WORK TASK: Transcribe each line below word for word.

DATA SUPPLIED:
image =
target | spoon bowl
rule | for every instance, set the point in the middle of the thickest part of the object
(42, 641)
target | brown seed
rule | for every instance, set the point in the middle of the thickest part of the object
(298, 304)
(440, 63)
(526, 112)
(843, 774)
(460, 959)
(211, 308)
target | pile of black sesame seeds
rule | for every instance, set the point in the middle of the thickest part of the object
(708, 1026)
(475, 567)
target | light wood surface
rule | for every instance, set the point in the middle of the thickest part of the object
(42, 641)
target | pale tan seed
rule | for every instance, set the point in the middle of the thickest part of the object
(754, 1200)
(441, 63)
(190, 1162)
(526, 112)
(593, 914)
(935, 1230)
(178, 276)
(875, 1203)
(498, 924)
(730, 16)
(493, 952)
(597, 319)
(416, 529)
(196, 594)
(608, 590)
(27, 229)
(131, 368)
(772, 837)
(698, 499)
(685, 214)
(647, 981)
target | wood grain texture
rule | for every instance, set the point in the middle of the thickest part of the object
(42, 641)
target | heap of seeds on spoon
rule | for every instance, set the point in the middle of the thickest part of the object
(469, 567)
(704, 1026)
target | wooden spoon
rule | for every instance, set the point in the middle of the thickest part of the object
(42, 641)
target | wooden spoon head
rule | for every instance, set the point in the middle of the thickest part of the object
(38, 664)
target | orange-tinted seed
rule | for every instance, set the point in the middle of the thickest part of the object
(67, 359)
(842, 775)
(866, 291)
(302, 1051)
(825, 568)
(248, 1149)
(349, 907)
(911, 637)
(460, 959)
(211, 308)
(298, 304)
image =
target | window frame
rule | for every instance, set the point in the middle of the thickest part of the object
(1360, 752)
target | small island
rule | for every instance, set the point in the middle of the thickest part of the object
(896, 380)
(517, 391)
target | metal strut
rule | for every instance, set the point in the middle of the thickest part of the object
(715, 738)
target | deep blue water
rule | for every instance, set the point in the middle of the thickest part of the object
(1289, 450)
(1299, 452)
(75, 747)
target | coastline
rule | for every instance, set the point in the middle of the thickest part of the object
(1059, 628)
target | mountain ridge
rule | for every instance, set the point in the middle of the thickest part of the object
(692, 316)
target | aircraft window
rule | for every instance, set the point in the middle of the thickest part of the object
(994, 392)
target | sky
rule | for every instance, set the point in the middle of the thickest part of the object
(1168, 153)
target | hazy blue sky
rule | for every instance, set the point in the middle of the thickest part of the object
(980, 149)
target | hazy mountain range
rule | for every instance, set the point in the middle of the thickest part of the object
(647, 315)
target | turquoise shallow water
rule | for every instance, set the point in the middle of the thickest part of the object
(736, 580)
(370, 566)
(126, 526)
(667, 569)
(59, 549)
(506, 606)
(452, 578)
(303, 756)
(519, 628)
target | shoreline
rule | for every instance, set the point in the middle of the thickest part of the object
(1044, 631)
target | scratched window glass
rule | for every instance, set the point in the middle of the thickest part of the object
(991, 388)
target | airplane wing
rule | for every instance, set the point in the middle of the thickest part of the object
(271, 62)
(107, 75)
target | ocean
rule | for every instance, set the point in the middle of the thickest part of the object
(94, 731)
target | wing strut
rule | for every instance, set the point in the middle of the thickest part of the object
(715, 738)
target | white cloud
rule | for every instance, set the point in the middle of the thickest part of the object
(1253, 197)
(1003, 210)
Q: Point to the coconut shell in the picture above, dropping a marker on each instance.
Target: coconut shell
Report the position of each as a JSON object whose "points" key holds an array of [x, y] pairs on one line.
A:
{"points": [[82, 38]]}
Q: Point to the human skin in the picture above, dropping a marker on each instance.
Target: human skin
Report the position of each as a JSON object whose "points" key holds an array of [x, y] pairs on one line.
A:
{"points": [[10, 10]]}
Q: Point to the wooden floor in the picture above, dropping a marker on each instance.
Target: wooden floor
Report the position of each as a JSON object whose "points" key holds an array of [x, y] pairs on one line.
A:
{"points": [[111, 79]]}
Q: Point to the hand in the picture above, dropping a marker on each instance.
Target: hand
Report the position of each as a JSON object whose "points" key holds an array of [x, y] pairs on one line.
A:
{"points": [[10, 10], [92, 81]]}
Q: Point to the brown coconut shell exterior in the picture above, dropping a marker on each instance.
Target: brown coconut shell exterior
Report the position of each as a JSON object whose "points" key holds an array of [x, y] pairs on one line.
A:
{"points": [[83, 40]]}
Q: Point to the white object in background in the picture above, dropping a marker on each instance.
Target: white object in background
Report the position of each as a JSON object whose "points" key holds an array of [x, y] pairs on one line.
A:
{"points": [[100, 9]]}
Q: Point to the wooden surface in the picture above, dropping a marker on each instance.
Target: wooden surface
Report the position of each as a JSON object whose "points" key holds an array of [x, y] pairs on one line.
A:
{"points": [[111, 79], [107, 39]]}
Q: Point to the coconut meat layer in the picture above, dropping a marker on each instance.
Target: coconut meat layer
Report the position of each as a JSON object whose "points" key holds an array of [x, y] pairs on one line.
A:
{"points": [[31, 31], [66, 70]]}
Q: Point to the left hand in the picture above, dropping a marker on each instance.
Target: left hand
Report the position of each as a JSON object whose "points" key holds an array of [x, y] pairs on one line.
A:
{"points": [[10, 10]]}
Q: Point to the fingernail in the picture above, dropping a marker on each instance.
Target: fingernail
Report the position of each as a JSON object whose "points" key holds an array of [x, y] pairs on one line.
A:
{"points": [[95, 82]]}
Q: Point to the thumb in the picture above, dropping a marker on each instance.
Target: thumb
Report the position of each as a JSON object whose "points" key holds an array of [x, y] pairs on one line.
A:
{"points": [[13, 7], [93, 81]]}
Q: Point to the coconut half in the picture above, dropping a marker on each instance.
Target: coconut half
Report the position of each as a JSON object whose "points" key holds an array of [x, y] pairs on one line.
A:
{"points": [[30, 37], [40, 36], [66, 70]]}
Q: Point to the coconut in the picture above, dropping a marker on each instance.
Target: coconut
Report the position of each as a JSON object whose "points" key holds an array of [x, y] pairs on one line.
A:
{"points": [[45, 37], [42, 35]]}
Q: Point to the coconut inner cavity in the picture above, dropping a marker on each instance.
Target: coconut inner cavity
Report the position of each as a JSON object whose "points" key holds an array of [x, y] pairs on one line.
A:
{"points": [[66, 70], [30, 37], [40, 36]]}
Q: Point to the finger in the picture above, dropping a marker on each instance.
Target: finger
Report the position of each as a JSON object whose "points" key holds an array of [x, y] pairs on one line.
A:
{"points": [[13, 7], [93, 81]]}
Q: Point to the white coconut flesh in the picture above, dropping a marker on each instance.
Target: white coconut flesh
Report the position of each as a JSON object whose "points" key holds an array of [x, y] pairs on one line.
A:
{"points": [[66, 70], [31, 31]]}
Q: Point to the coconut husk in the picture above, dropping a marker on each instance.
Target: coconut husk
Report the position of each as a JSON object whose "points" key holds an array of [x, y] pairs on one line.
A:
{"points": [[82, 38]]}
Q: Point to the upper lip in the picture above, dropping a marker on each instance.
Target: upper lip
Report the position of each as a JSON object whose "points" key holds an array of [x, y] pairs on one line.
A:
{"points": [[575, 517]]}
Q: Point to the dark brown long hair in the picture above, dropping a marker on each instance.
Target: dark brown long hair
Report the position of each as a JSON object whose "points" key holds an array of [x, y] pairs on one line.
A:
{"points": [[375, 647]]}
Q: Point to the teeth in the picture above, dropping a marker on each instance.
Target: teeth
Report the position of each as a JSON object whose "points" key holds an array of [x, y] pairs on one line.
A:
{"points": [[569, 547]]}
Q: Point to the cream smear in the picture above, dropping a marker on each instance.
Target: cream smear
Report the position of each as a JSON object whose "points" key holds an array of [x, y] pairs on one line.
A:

RESPONSE TO THIS TASK:
image =
target | spoon bowl
rule | for every instance, set the point in the middle of the thickest part of the object
(42, 641)
target | brown seed
rule | for every instance, set the point in the middle of the thickest part of the object
(298, 304)
(440, 63)
(526, 112)
(843, 774)
(460, 959)
(211, 308)
target | pile of black sesame seeds
rule | for every instance, set the point in the middle of the thickest part of the object
(708, 1026)
(475, 567)
target | light wood surface
rule | for every instance, set the point in the middle of the thickest part of the object
(42, 641)
target | pale tan seed
rule | for every instance, set the point in the middle of the thickest part of the object
(754, 1200)
(441, 63)
(190, 1162)
(526, 112)
(593, 914)
(935, 1230)
(178, 276)
(875, 1203)
(498, 924)
(730, 16)
(493, 952)
(597, 319)
(416, 529)
(196, 594)
(608, 590)
(27, 229)
(131, 368)
(772, 837)
(698, 499)
(685, 214)
(647, 981)
target | wood grain texture
rule | for every instance, set the point in the middle of the thickest part of the object
(42, 641)
target | heap of seeds on spoon
rule | for every instance, set the point in the middle of the thickest part of the object
(469, 567)
(704, 1026)
target | wooden spoon
rule | for every instance, set the point in the middle of the thickest part of the object
(42, 641)
target | wooden spoon head
rule | for every instance, set the point in the middle of the thickest part of the object
(38, 664)
target | orange-tinted seed
rule | for every instance, set the point in the middle of the thickest part of the object
(67, 359)
(842, 775)
(866, 291)
(302, 1051)
(825, 568)
(248, 1149)
(349, 907)
(911, 637)
(460, 959)
(211, 308)
(298, 304)
image =
target | window frame
rule | for every instance, set the point in the middle of the thickest part of the object
(1360, 752)
target | small island
rule | for every instance, set the point in the middle of the thickest part of the object
(896, 380)
(517, 391)
target | metal strut
rule | for every instance, set the point in the middle of the thickest part of the object
(715, 738)
target | deep blue water
rule | for every instance, set the point in the middle of the thickest part of the object
(1289, 450)
(1299, 452)
(75, 747)
target | coastline
rule | for every instance, set the point in the middle of the thickest part of the object
(1059, 628)
target | mountain ridge
rule | for every instance, set the point in the middle of the thickest part of the object
(692, 316)
target | aircraft window
rule | for every instance, set the point in the middle of the thickest part of the object
(994, 392)
target | sky
rule | for every instance, set the point in the middle of the thickest part of the object
(1168, 153)
target | hazy blue sky
rule | for every instance, set the point in the middle of the thickest part of the object
(980, 149)
target | hazy mountain range
rule | for every instance, set the point in the middle of the thickest part of the object
(647, 315)
target | turquoise shallow water
rule | for every instance, set the point in the middle of the thickest part of the object
(736, 580)
(370, 566)
(126, 526)
(667, 569)
(59, 549)
(506, 606)
(452, 578)
(303, 756)
(519, 628)
target | shoreline
rule | for every instance, set the point in the middle of the thickest part of the object
(1044, 631)
target | scratched window glass
rule | for every instance, set the point in the middle of the thickest part of the object
(991, 388)
target | airplane wing
rule | for every instance, set the point in the middle of the thickest part of the object
(271, 62)
(107, 75)
target | ocean
rule | for every instance, set the point in the middle of the thickest part of the object
(94, 731)
target | wing strut
rule | for every instance, set the point in the middle of the thickest part of the object
(715, 738)
target | white cloud
rule | for every instance, set the point in the middle of the thickest part of the object
(1253, 197)
(1003, 210)
Q: Point to the coconut shell in the picture above, dropping a marker on each instance.
Target: coconut shell
Report the position of each as a JSON object whose "points" key holds an array of [x, y] pairs on one line.
A:
{"points": [[82, 38]]}
Q: Point to the human skin in the picture above, dropping a marker on each instance.
Target: human skin
Report the position of each as a JSON object whose "points" key holds an array of [x, y] pairs on one line.
A:
{"points": [[10, 10]]}
Q: Point to the wooden floor in the picture above, dropping a marker on each instance.
Target: wooden floor
Report the position of each as a JSON object whose "points" key holds an array of [x, y] pairs on one line.
A:
{"points": [[111, 79]]}
Q: Point to the hand in the picture above, dropping a marker on each instance.
Target: hand
Report the position of each as a JSON object whose "points" key holds an array of [x, y] pairs on one line.
A:
{"points": [[10, 10], [92, 81]]}
Q: Point to the brown coconut shell exterior in the picture above, dropping a marker on each instance.
Target: brown coconut shell exterior
Report the position of each as a JSON object whose "points" key holds an array of [x, y] pairs on one line.
A:
{"points": [[83, 40]]}
Q: Point to the white object in background in the picture above, dropping a marker on each instance.
Target: white object in background
Report the position of each as a JSON object whose "points" key holds an array of [x, y] pairs on one line.
A:
{"points": [[100, 9]]}
Q: Point to the wooden surface in the picture above, dropping a marker on each instance.
Target: wooden surface
Report the position of each as a JSON object whose "points" key holds an array of [x, y] pairs on one line.
A:
{"points": [[111, 79], [107, 39]]}
Q: Point to the coconut meat layer in the picture above, dropping a marker on each instance.
Target: coconut meat layer
Report the position of each as a JSON object whose "points" key holds an array of [x, y] pairs on one line.
A:
{"points": [[31, 31], [66, 70]]}
Q: Point to the left hand in the picture above, dropping a marker on each instance.
Target: left hand
Report the position of each as a JSON object whose "points" key holds an array of [x, y] pairs on one line.
A:
{"points": [[10, 10]]}
Q: Point to the fingernail in the picture above, dropping a marker on each instance.
Target: fingernail
Report the position of each as a JSON object whose "points" key holds an array of [x, y] pairs on one line.
A:
{"points": [[95, 82]]}
Q: Point to the thumb in the picture above, dropping a marker on each instance.
Target: thumb
Report the position of each as a JSON object whose "points" key holds an array of [x, y] pairs on one line.
A:
{"points": [[13, 7], [93, 81]]}
Q: Point to the coconut half in the picture above, dropping a marker on each instance.
Target: coconut half
Report the position of each as a JSON object whose "points" key holds an array of [x, y] pairs on one line.
A:
{"points": [[30, 37], [40, 36], [66, 70]]}
Q: Point to the coconut in the picture above, dropping a marker on each instance.
Target: coconut
Report the position of each as a JSON object whose "points" key holds an array of [x, y] pairs on one line.
A:
{"points": [[45, 37], [42, 35]]}
Q: Point to the coconut inner cavity in the picture above, dropping a marker on each instance.
Target: coconut inner cavity
Report the position of each as a JSON object whose "points" key holds an array of [x, y] pairs on one line.
A:
{"points": [[66, 70], [30, 37], [40, 36]]}
Q: Point to the finger in the picture above, dropping a marker on each instance.
Target: finger
Report the position of each as a JSON object whose "points" key holds an array of [x, y] pairs on one line.
A:
{"points": [[13, 7], [93, 81]]}
Q: Point to the white coconut flesh in the picture above, dropping a marker on each instance.
Target: white coconut flesh
Report the position of each as a JSON object whose "points" key holds an array of [x, y] pairs on one line.
A:
{"points": [[66, 70], [31, 31]]}
Q: Point to the coconut husk in the picture above, dropping a marker on each instance.
Target: coconut husk
Report the position of each as a JSON object whose "points" key holds an array of [x, y] pairs on one line.
A:
{"points": [[82, 38]]}
Q: Point to the upper lip in the picture above, dropping a marker on each instance.
Target: upper lip
Report the position of each as a JSON object whose "points" key holds an array of [x, y] pairs on one line.
A:
{"points": [[575, 517]]}
Q: Point to the dark brown long hair in the picture above, dropping a marker on each instance.
Target: dark brown long hair
Report the position of each as a JSON object whose "points" key holds an array of [x, y] pairs on one line.
A:
{"points": [[375, 647]]}
Q: Point to the teeth in the picture above, dropping a marker on each instance.
Target: teeth
Report the position of each as a JSON object whose "points" key holds an array of [x, y] pairs on one line.
A:
{"points": [[569, 547]]}
Q: Point to the cream smear in the picture above, dropping a marker on each instance.
Target: cream smear
Report the position of each as a JSON object whose "points" key holds an array of [x, y] pairs on one line.
A:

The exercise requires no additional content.